Jean-Paul II nous parle de Marie
Audience générale du 5 juin 1996Marie, préservée de tout péché
Cher(e) ami(e)s ,
1. La doctrine de la sainteté parfaite de Marie dès le premier instant de sa conception a rencontré une certaine résistance en Occident, et cela en considération des affirmations de saint Paul sur le péché originel et l'universalité du péché, reprises et exposées avec une vigueur particulière par saint Augustin.

--------

**CONSIGNE DE L'EXERCICE**.
Selon le texte sur la sainteté de Marie, quel saint a repris et exposé avec une vigueur particulière les affirmations de saint Paul sur le péché originel et l'universalité du péché ?

**ENREGISTREMENTS EXTRAITS**.
--------

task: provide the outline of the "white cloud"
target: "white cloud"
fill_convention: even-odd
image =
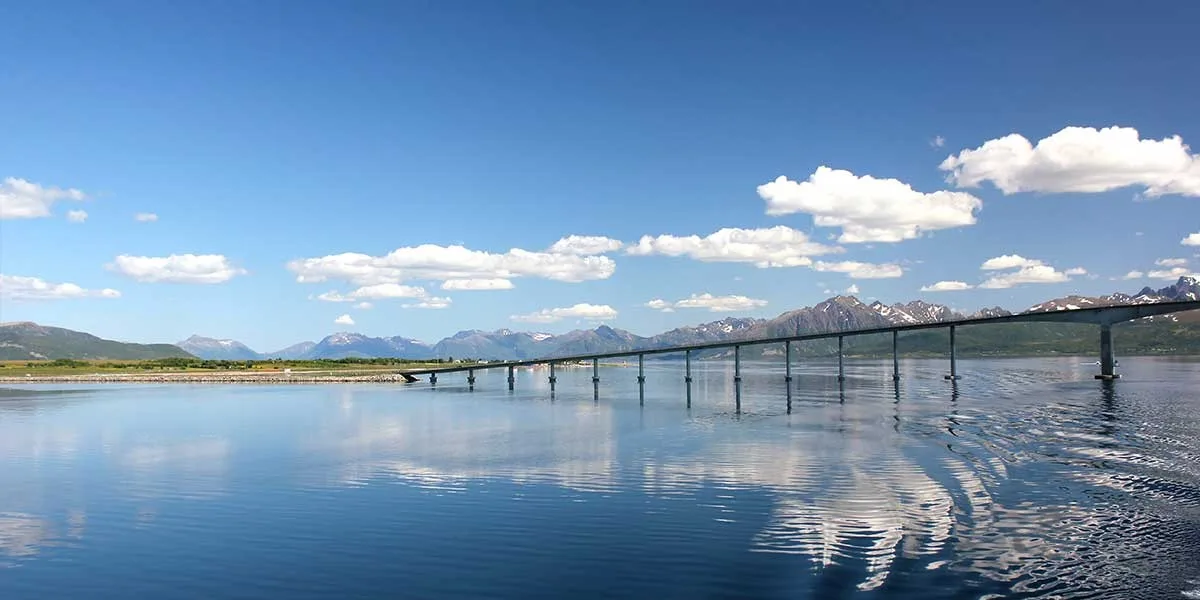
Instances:
[[[402,304],[403,308],[449,308],[451,300],[449,298],[440,296],[428,296],[421,299],[420,302]]]
[[[966,192],[918,192],[896,179],[857,176],[848,170],[818,167],[808,181],[785,176],[758,186],[768,215],[812,215],[818,227],[840,227],[838,241],[895,242],[923,232],[976,223],[983,202]]]
[[[121,293],[112,288],[84,289],[74,283],[49,283],[37,277],[0,275],[0,298],[8,300],[121,298]]]
[[[568,235],[546,250],[551,254],[595,256],[616,252],[624,246],[620,240],[604,235]]]
[[[342,280],[358,286],[402,283],[413,280],[511,280],[540,277],[577,283],[605,280],[617,264],[604,256],[553,254],[512,248],[503,254],[463,246],[425,244],[396,248],[382,256],[355,252],[304,258],[288,263],[300,283]]]
[[[1025,258],[1020,254],[1003,254],[996,258],[989,258],[984,260],[983,265],[979,266],[985,271],[998,271],[1004,269],[1018,269],[1026,266],[1040,266],[1045,263],[1042,260],[1034,260],[1032,258]]]
[[[446,280],[442,283],[442,289],[446,290],[472,290],[472,289],[512,289],[510,280]]]
[[[817,260],[812,264],[812,269],[822,272],[844,272],[852,280],[886,280],[904,275],[904,269],[901,269],[898,264],[872,264],[859,263],[857,260],[842,260],[840,263],[824,263]]]
[[[810,257],[842,252],[842,248],[811,241],[803,232],[779,226],[764,229],[725,228],[704,238],[643,235],[625,252],[634,256],[685,256],[706,263],[750,263],[766,269],[809,266],[812,264]]]
[[[50,206],[58,200],[84,200],[88,196],[79,190],[42,187],[32,181],[5,178],[0,182],[0,218],[38,218],[50,216]]]
[[[1200,277],[1200,274],[1192,272],[1187,266],[1175,266],[1166,270],[1150,271],[1146,274],[1152,280],[1177,280],[1180,277]]]
[[[514,314],[510,318],[522,323],[554,323],[566,318],[610,320],[617,318],[617,310],[608,305],[577,304],[565,308],[542,308],[529,314]]]
[[[983,289],[1007,289],[1021,283],[1060,283],[1070,281],[1067,274],[1050,265],[1022,266],[1013,272],[994,275],[979,284]]]
[[[961,292],[964,289],[971,289],[974,286],[965,281],[940,281],[932,286],[925,286],[920,288],[922,292]]]
[[[713,294],[692,294],[676,302],[654,299],[646,302],[646,306],[662,312],[674,312],[676,308],[708,308],[709,312],[736,312],[762,308],[767,306],[767,301],[740,295],[714,296]]]
[[[1200,196],[1200,158],[1183,140],[1140,139],[1133,127],[1066,127],[1037,145],[1010,133],[949,156],[940,168],[959,187],[991,181],[1004,194],[1144,186],[1150,198]]]
[[[169,257],[133,257],[121,254],[107,265],[126,277],[146,283],[222,283],[239,275],[239,269],[222,254],[170,254]]]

--------

**RÉPONSE COMPLÈTE**.
Saint Augustin.